§ **DIRECTIONS FOR THIS TASK**
The task calls for every entry to be printed word for word, without the images.

§ **DATA TO EXAMINE**
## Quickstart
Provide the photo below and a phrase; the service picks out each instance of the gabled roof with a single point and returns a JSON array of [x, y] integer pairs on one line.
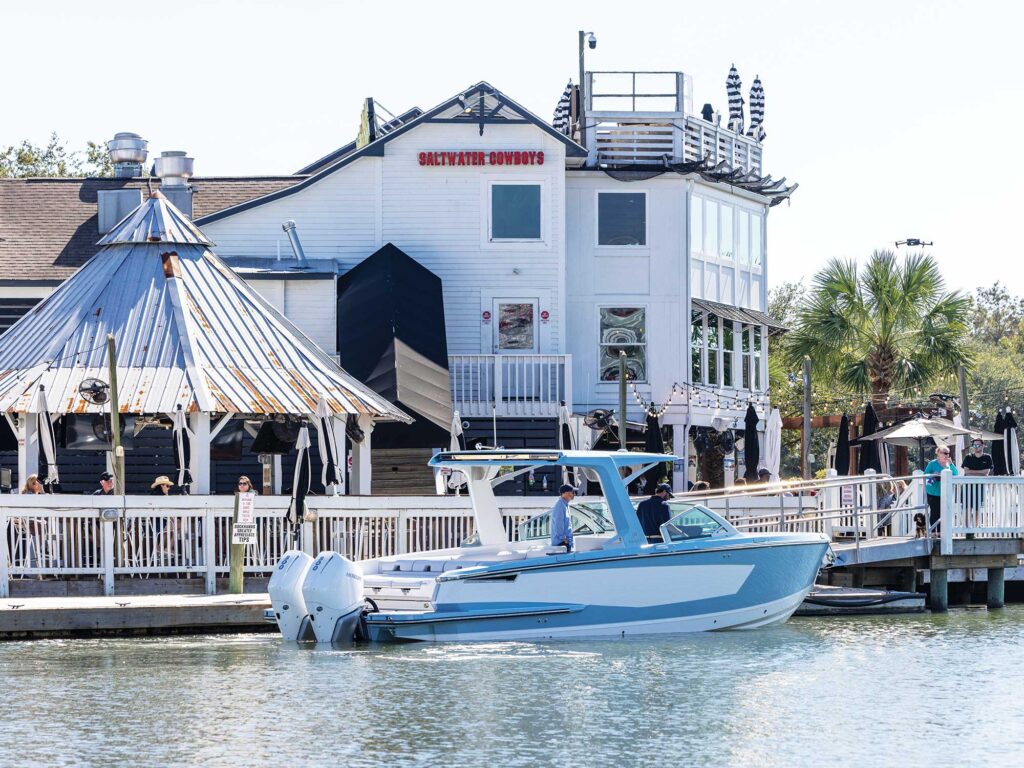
[[188, 332], [49, 226], [480, 104]]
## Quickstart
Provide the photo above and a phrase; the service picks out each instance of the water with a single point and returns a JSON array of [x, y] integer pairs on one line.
[[911, 690]]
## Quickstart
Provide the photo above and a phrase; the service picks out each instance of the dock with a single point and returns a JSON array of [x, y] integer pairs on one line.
[[34, 617]]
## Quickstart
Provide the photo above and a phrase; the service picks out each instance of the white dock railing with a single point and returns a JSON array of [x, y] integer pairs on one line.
[[517, 385], [114, 538]]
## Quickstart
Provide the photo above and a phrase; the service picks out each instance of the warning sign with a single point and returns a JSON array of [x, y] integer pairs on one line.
[[244, 529]]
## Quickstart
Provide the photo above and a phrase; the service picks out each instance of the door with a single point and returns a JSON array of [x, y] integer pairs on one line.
[[515, 327]]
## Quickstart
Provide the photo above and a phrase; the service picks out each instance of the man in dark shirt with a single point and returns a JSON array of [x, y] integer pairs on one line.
[[654, 512], [105, 484], [978, 464]]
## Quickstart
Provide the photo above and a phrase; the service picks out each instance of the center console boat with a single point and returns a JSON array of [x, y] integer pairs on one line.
[[701, 574]]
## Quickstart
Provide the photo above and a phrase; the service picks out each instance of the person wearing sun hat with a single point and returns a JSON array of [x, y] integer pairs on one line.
[[162, 485]]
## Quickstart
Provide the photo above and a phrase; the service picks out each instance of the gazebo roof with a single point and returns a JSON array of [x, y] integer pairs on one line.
[[188, 332]]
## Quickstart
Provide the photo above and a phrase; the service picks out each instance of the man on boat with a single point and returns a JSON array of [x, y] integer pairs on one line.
[[654, 512], [561, 527]]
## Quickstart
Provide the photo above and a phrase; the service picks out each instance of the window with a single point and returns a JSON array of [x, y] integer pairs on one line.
[[711, 227], [622, 219], [725, 240], [515, 211], [623, 329], [696, 344], [756, 247], [696, 224]]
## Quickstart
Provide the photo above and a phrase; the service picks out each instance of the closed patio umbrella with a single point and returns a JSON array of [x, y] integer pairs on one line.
[[773, 444], [752, 449], [732, 90], [300, 482], [1010, 441], [868, 449], [653, 443], [181, 437], [47, 440], [328, 444], [843, 446], [998, 446]]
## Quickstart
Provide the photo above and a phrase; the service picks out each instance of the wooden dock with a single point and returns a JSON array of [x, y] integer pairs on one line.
[[143, 614]]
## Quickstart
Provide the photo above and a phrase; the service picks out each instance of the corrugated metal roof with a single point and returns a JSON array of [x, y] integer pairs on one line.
[[155, 221], [188, 331]]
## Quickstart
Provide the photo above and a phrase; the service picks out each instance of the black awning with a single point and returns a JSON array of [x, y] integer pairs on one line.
[[740, 314]]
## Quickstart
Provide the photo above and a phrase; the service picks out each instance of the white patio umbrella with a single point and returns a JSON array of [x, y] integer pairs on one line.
[[46, 438], [328, 444], [182, 437], [732, 88], [773, 444]]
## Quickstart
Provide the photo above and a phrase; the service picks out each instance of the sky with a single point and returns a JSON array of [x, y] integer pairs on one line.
[[897, 119]]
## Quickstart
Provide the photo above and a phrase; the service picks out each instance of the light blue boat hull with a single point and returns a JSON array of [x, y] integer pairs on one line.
[[739, 583]]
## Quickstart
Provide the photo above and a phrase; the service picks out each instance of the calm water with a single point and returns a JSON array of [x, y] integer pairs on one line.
[[871, 691]]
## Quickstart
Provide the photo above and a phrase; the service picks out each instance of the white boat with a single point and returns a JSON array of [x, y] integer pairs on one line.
[[702, 574]]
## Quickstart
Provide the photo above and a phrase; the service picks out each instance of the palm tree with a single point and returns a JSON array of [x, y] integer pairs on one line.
[[891, 327]]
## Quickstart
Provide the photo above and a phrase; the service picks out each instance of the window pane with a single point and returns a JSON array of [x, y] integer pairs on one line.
[[515, 326], [622, 219], [756, 252], [727, 353], [696, 224], [515, 212], [743, 243], [636, 363], [696, 342], [711, 227], [725, 241]]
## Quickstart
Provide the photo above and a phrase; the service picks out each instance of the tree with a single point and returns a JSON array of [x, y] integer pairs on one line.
[[27, 160], [890, 327]]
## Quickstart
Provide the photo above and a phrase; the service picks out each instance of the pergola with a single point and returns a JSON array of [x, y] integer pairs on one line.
[[192, 338]]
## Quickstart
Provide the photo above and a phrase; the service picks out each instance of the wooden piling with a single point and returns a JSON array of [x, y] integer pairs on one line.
[[235, 582], [938, 599], [996, 588]]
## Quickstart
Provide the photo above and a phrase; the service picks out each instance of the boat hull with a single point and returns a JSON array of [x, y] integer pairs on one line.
[[729, 587]]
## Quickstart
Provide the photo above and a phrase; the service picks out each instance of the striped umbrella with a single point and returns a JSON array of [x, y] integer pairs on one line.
[[732, 87], [757, 110], [563, 112]]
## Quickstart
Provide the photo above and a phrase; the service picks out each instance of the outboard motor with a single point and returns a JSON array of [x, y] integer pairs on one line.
[[333, 594], [286, 596]]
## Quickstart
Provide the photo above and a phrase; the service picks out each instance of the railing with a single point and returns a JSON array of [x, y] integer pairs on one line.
[[124, 537], [516, 385], [640, 118]]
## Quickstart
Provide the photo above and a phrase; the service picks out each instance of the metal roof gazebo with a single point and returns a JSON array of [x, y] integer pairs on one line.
[[190, 336]]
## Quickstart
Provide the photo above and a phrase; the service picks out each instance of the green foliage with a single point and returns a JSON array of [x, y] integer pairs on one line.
[[889, 326], [30, 161]]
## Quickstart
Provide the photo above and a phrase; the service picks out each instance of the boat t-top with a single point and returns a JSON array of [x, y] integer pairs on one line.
[[700, 573]]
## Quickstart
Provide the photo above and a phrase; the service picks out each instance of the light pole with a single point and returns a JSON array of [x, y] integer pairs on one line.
[[591, 40]]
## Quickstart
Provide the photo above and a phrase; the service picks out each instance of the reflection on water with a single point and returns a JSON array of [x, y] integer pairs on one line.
[[916, 690]]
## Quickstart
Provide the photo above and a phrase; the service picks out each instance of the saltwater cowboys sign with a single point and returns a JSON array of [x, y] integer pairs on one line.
[[497, 157]]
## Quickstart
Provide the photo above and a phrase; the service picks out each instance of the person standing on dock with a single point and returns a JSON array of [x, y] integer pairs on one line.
[[561, 526], [934, 486], [978, 464]]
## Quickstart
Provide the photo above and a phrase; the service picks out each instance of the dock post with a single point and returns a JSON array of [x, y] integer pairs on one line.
[[235, 585], [938, 600], [996, 588]]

§ **SOLUTION TO THIS PROBLEM**
## Quickstart
Provide the photo below and a phrase; the service picks out each instance of the gabled roof with a single point and returns a JSON array of [x, y] integer pairs on one line.
[[188, 332], [49, 226], [480, 104]]
## Quickstart
Provide the photo above and a phrase; the service picks out each instance of the water with a single point and returns a JSON array of [x, y] integer pairs on one line.
[[911, 690]]
## Quickstart
Provide the photo above and a phrase; the service picks out each instance of the dock with a single point and returns a JSON array of [x, y] integer pairs on one line.
[[34, 617]]
## Quickstart
Provide the photo above and a phrase; the service picks out each instance of the white dock railing with a single point and returns a JSON array of [x, y] integer pairs on one line.
[[517, 385], [114, 538]]
## Quickstart
Provide the photo above and a phrase; the service picks out each instance of the warning sign with a single point and returns a JSON array of [x, y] integer pairs on one line.
[[244, 529]]
## Quickstart
Provide the photo above and a phrase; the service picks out each instance of the door with a single point and returns a JSON array of [x, y] integer pairs on one line.
[[515, 327]]
## Quickstart
Provide the photo above and a phrase; the service picks out each instance of the man in dark shirt with a single point and returns a JSON array of [x, y] integer pairs on one line.
[[654, 512], [105, 484], [978, 464]]
## Quickstart
Provide the photo above and a phrase; the service picks out each instance of the center console boat with a single point and returns a JSON array of [x, y] integer pairs on one line.
[[701, 574]]
## Quickstart
Provide the photo above and a phrase; the service picks out each instance of the person wearing sun hat with a single point and returns a JSON array of [x, y] integer pairs on one line.
[[162, 485]]
## Quickstart
Provide the photo above and a phrase; the service picks out each instance of the gazebo roof with a single point and returns a JSON array of [x, y] integer pairs on one line.
[[188, 332]]
## Quickstart
Provide the photo above and a phrase; the service picks out each instance of the man on boat with a single point and returns a JSON array of [x, y] integer pairs on one line.
[[654, 512], [561, 527]]
## Quickstart
Provide the photo above and a phrase; the service picks out each instance of the window with a single point and returns a JSON array of [x, y] integer pairs on one line.
[[711, 227], [622, 219], [725, 240], [515, 211], [623, 329], [696, 344], [756, 247], [696, 224]]
## Quickstart
Provide the photo above and a phrase; the service picks out each instance of the closed patio umbrella with a single point and returns a JSON array of [x, y] integer pairs on one line.
[[773, 444], [752, 449], [732, 90], [300, 482], [1010, 441], [868, 449], [653, 443], [181, 437], [47, 440], [328, 444], [843, 446], [998, 446]]
## Quickstart
Provide the photo above and a phrase; the service picks out each instance of the wooden dock with a single point and returns a JSON array of [x, y] integer pairs on one line.
[[143, 614]]
## Quickstart
Provide the photo above and a phrase; the service picks out each instance of the corrugated metal roof with a single point and returns a JSON array of [x, y] integer pairs on one line.
[[155, 221], [188, 331]]
## Quickstart
Provide the photo above and a phrase; the service picks out each instance of the black awning with a single point and returns a JSON array of [x, y] integer pairs on one line.
[[740, 314]]
## Quickstart
Provide the photo above and a phrase; the service picks out each instance of the white patio umbrella with a single point and returns a JSON array of [x, y] integer pairs on one line.
[[46, 438], [328, 444], [182, 437], [732, 88], [773, 444]]
## Quickstart
Provide the photo above and a phrase; the service picks out each instance of the sky with a single point and returns a JSON array of [x, y] integer pairs on one line.
[[897, 119]]
## Quickstart
Provide the photo above and a phrase; the service picks out each instance of the light blue boat hull with a single point and returns a JSON array of [x, y] integer pairs on one line.
[[739, 583]]
## Quickstart
Provide the photo above and a phrase; the service picks out each instance of the calm water with a single point and returns a JSON array of [x, y] integer pairs on one line.
[[871, 691]]
## Quickstart
Provide the photo above and a phrase; the service picks out each instance of the white boat with a single point and returns a JSON array of [x, y] integer pairs on one line.
[[702, 574]]
## Quickstart
Provide the photo above and a phrase; the service picks out each instance of the palm tree with a single point and returns a JSON array of [x, y] integer pairs on one line.
[[891, 327]]
## Quickstart
Provide the photo above and a phrase; the service picks out each instance of the window pane with a single point and returns a JSON array of [x, y] integer pairs on one line.
[[515, 326], [622, 219], [756, 252], [727, 353], [696, 224], [515, 212], [743, 243], [636, 363], [696, 342], [711, 227], [725, 241]]
## Quickstart
Provide the photo above and a phrase; the service picks out each instance of the tree with a single point and returns a JSON array of [x, y] integer pairs on one line.
[[27, 160], [890, 327]]
## Quickstart
Provide the photo above and a phrase; the service picks out each instance of the pergola with a single point and returns a JSON array of [x, y] integer pairs on one line.
[[192, 338]]
## Quickstart
Provide the photo above and a phrase; the service picks out each instance of the wooden piling with a single point and returns a JSON array of [x, y] integer pairs on one line.
[[235, 582], [938, 599], [996, 588]]
## Quickstart
Provide the photo above and a phrase; the service picks out each instance of the boat hull with a single point and returns a JSON array of [x, y] integer pairs on one line.
[[729, 587]]
## Quickstart
Provide the photo above and a phrase; the service picks out each instance of the striped umbrella with a single point and returns a JSON array of [x, y] integer pairs on one line.
[[732, 87], [757, 110], [563, 112]]
## Quickstart
Provide the photo above and a phrase; the service picks out each instance of the outboard motor with a single point and returns a JSON array of [x, y] integer pairs on one line.
[[333, 594], [286, 596]]
## Quickstart
Provide the photo above and a phrase; the service picks out each instance of the railing with a single point and returns a JSON array of [x, y] integer pairs on one line.
[[124, 537], [516, 385], [640, 118]]
## Quickstart
Provide the photo above and a phrase; the service picks out each instance of the metal roof gazebo with a single point and returns a JSON array of [x, y] integer pairs on one line.
[[190, 336]]
## Quickstart
Provide the photo above and a phrase; the service picks out each instance of the green foliage with a single point and returns a JSON array of [x, y] integer pairs on one line.
[[889, 326], [30, 161]]
## Quickstart
Provide the photo above and a phrase; the service picks out each instance of the boat t-top with a single point and returns a JSON array of [x, y] integer pairs on one line.
[[700, 573]]
## Quickstart
Provide the photo above and a phrase; the service picks out each instance of the light pole with a single point and returns a JSON array of [x, y] integer pairs on one line.
[[591, 40]]
## Quickstart
Provide the photo above and a phrase; the service picks out each instance of the reflection on water with a single point and returns a JSON array of [x, y] integer pairs on one line.
[[916, 690]]
## Quickstart
Provide the photo above and a phrase; the service picks out each instance of the saltwater cowboys sign with a single point and returns a JSON array of [x, y] integer pairs on one line.
[[497, 157]]
## Quickstart
Provide the photo above and a phrase; the service picks out each instance of the person standing on dock with a single point and returns a JSON array of [x, y] integer pairs on one line.
[[561, 526], [934, 486], [978, 464]]
## Quickstart
Provide the photo above and a phrase; the service picks out each instance of the dock post with a single point and returns a JSON array of [x, y] integer pairs on one line.
[[235, 585], [938, 600], [996, 588]]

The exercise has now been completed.